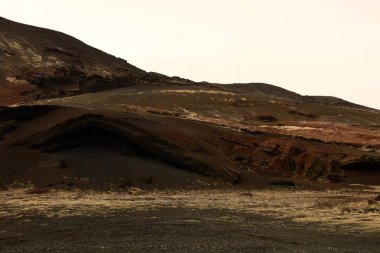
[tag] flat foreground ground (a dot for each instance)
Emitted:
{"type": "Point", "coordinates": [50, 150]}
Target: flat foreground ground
{"type": "Point", "coordinates": [272, 220]}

▶ _Exercise task_: Reproduce every line of the material above verbatim, leaving out the pictures.

▶ _Full response_:
[tag] flat foreground ground (a dot for each instance)
Emitted:
{"type": "Point", "coordinates": [50, 150]}
Target: flat foreground ground
{"type": "Point", "coordinates": [272, 220]}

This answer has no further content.